STUDY MATERIAL
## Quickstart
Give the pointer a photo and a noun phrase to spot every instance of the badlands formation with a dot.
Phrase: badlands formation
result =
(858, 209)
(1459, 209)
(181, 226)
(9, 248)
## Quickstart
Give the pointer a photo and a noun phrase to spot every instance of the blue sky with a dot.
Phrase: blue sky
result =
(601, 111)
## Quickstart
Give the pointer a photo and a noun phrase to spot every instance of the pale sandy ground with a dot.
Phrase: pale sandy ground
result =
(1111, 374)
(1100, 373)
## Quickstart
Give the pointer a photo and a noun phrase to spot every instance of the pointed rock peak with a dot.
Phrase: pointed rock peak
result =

EXERCISE DESCRIPTION
All lines of the material that contain the word "sandy" should be listed.

OUTPUT BELOW
Give the pointer a photo and a noun phrase to spot every instance of the pale sandy ground with a dot.
Phrase: pale sandy ground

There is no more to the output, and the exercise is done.